[Text segment start]
Sinatra was all about Tootsie Rolls. According to the official Tootsie Roll website, he named the chewy, chocolatey treat as his all-time favorite candy. Sinatra was also known to request 12 rolls of cherry-flavored Life Savers candies and 12 rolls of assorted-flavored Life Savers in his dressing room at every show. The rider also included a requirement of one bag of miniature Tootsie Rolls.
Tootsie Rolls were invented in 1896 in New York City, and as of 1968 are headquartered in Chicago – the same city that Sinatra proudly called “My Kind of Town.” Although Sinatra himself was born in New Jersey, he came to Chicago as a no-name band singer in 1939, and would get his professional start in the Windy City — not unlike Tootsie Rolls, a fellow East Coast transplant.
Ol’ Blue Eyes was a notorious Tootsie Roll fan
In 1915, the year Frank Sinatra was born, an entire package of Tootsie Rolls cost just $0.05. Fast forward, in 1942, Sinatra himself appeared in a Tootsie Roll advertisement alongside fellow vocalist Peggy Lipp. From 1942 through 1945, Tootsie Rolls were even included in G.I. rations for the American military during World War II.
[Text segment end]
■ Directives:
- a) Go through the entries and copy out each line containing the string "shirt". Matches must have the same capitalization.
- b) Extend the passage on Frank Sinatra and Tootsie Rolls, picking up after its final sentence.
[Information provided start]
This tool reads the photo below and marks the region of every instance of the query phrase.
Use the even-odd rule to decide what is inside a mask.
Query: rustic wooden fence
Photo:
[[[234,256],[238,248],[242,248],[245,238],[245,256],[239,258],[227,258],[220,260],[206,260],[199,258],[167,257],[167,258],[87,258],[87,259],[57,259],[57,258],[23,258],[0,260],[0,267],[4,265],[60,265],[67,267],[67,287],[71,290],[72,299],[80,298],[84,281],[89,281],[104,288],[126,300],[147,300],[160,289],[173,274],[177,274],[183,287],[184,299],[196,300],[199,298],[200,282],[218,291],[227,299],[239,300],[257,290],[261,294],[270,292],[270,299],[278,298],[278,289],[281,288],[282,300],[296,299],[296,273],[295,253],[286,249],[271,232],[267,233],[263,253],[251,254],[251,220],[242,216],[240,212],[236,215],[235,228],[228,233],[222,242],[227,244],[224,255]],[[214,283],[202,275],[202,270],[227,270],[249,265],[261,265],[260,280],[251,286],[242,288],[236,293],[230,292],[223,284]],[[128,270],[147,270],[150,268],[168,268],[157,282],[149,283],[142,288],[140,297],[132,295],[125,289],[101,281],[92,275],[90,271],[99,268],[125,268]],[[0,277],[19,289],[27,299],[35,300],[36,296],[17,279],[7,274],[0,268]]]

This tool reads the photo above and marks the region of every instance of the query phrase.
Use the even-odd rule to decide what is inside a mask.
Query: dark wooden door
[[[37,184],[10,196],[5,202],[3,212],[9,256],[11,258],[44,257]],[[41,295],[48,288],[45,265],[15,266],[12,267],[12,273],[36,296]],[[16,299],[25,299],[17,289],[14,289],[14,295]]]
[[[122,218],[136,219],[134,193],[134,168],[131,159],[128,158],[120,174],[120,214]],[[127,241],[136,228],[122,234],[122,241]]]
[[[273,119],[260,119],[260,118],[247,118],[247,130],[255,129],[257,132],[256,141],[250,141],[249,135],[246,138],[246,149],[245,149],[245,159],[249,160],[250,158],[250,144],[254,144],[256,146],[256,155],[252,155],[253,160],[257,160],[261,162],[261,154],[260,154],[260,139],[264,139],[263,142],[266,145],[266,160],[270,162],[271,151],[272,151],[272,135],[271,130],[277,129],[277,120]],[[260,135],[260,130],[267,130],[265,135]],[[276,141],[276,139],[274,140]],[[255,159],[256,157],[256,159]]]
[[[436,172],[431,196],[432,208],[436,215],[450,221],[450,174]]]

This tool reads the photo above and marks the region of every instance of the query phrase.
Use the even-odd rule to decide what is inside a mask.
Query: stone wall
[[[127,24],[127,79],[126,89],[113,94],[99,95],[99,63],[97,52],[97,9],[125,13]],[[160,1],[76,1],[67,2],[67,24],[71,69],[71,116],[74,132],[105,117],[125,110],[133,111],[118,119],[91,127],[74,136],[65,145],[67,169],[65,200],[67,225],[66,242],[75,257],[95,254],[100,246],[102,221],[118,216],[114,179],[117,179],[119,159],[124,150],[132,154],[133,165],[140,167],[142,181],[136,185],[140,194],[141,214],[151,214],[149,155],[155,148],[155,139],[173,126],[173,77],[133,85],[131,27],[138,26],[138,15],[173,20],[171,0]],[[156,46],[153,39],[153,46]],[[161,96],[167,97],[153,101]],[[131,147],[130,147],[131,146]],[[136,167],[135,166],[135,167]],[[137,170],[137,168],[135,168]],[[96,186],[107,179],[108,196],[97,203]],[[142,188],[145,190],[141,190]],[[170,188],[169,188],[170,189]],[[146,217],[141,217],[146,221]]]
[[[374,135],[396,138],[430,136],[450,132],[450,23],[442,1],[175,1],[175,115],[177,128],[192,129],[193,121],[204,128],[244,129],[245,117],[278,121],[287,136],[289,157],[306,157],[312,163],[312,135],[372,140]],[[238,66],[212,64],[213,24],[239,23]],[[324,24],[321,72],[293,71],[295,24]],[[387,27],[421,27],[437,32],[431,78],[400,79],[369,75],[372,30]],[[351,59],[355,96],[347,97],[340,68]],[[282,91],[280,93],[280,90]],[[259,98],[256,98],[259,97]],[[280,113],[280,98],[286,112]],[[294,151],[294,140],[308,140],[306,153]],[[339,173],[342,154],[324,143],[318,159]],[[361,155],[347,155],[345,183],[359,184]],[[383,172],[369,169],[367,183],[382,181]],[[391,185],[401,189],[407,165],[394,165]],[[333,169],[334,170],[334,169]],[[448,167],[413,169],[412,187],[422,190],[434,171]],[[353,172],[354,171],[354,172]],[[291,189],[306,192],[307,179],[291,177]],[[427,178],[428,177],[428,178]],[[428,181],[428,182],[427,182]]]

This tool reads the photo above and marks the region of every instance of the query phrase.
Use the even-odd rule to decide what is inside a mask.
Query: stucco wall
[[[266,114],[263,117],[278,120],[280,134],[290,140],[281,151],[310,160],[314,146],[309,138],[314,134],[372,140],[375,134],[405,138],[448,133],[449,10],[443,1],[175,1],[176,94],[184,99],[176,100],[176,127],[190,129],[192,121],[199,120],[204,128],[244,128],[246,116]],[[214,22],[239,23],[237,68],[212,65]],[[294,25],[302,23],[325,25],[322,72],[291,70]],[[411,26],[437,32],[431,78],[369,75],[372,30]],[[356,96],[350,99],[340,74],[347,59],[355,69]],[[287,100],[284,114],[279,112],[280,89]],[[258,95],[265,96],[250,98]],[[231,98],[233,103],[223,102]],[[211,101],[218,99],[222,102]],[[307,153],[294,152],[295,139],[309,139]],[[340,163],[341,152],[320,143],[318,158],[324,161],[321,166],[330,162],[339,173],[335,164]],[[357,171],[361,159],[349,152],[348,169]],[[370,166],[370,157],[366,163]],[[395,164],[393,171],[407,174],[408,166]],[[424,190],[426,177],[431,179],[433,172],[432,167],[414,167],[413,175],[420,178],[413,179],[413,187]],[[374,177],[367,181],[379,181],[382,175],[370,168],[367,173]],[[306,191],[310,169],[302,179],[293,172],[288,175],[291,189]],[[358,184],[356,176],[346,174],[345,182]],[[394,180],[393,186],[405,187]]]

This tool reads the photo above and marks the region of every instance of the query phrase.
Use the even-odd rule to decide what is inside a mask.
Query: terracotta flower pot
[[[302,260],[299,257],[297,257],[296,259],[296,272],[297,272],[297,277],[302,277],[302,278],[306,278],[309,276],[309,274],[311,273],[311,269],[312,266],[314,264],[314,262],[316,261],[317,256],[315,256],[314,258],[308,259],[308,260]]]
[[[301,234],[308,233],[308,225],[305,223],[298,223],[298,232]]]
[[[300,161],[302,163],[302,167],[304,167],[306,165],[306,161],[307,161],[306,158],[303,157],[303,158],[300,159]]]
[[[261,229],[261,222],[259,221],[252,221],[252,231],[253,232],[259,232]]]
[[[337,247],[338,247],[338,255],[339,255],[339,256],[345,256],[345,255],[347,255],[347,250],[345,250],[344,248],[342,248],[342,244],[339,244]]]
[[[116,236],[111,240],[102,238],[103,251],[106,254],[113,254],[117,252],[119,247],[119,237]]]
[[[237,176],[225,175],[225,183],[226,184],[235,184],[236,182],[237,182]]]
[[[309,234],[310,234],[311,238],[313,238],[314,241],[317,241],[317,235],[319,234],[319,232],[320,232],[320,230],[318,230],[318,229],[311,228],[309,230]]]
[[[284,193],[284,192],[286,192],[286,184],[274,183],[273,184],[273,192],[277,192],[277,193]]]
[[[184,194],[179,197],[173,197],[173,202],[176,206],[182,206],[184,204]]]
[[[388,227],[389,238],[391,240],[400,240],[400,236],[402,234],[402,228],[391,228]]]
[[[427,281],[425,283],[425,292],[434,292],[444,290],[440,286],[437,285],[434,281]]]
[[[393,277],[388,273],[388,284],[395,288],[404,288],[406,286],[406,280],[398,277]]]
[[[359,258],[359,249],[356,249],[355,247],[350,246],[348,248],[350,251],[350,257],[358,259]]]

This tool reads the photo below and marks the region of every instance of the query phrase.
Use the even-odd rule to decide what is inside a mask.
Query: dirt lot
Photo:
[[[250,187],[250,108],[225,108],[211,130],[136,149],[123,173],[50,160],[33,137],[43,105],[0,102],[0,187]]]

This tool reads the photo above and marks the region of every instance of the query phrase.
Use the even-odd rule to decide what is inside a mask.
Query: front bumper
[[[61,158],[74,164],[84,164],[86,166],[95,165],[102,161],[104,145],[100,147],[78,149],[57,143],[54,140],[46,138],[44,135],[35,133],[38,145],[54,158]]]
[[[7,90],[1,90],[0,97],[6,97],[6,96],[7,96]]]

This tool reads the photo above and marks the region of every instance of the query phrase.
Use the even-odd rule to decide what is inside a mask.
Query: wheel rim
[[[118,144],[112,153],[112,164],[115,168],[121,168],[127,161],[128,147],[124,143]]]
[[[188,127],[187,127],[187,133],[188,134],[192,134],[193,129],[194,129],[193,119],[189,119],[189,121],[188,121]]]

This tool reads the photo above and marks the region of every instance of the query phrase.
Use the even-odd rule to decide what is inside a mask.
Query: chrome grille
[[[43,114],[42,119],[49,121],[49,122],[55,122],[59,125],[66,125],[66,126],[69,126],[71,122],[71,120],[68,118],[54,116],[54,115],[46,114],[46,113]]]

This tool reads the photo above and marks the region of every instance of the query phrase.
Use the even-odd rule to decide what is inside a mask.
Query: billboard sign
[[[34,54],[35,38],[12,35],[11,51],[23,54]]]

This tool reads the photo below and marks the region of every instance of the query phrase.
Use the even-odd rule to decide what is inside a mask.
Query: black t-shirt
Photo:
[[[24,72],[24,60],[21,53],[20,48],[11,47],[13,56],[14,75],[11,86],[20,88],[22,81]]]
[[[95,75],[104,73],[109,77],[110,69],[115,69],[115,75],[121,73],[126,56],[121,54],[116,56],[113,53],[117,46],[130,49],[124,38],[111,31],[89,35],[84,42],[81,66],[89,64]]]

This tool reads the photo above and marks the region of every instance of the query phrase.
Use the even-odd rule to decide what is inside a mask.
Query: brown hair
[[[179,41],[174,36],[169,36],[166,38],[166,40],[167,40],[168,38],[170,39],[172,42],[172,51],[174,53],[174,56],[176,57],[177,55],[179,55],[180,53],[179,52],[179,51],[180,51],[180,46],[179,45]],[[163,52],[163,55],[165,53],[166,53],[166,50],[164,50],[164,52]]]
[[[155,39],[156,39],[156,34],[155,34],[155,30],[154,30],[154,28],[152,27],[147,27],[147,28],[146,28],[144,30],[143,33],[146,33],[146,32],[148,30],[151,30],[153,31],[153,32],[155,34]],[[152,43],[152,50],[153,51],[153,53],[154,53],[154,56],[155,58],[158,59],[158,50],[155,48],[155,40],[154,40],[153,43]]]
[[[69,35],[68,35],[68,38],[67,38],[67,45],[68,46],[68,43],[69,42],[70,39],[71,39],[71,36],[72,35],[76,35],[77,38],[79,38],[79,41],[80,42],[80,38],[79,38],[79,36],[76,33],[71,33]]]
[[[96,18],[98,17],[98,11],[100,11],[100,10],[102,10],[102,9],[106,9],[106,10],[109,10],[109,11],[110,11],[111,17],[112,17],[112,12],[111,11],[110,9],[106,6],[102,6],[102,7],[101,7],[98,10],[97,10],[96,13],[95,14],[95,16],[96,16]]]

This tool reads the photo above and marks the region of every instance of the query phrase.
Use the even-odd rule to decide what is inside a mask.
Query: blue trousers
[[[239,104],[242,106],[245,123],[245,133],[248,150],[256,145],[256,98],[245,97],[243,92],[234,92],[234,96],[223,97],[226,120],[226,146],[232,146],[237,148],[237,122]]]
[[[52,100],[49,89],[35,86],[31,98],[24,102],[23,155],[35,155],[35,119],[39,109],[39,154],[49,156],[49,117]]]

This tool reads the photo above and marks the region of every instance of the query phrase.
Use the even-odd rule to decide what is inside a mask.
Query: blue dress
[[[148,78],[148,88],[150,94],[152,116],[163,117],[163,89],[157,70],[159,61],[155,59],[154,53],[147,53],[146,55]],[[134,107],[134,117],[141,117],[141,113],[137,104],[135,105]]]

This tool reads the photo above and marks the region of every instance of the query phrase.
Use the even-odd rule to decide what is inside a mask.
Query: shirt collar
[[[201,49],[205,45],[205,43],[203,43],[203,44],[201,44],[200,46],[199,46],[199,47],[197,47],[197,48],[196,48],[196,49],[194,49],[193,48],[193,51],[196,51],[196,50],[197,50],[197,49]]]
[Information provided end]
■ Written responses:
- a)
Query: black t-shirt
Query: shirt collar

- b)
Another 1942 Tootsie Roll ad depicted a smiling, uniformed soldier joking, “Sure I take candy from a baby … when it’s Tootsie Rolls!” The ad continued, “Tootsie taste gets ’em all … from marble-shooters to leathernecks.” Other Tootsie Roll advertisements from the same year show mock-frustrated youths asking, “Can’t a guy call a Tootsie Roll his own?”, expanding on the ad campaign theme that Tootsie Rolls are so tasty that adults steal them from kids. Whether or not Sinatra ever swiped a Roll remains to be seen — but the singer did choose to be buried with his favorite candy when he died in 1998.
According to biographer Alan W. Petrucelli’s 2009 book “Morbid Curiosity: The Disturbing Demises of the Famous and Infamous,” Sinatra’s coffin was packed with Tootsie Roll candies, a roll of cherry Life Savers, a pack of cigarettes, and a bottle of bourbon (the singer was an outspoken Jack Daniels fan). Even though Ol’ Blue Eyes was a larger-than-life star, he still appreciated the simple pleasures to the end.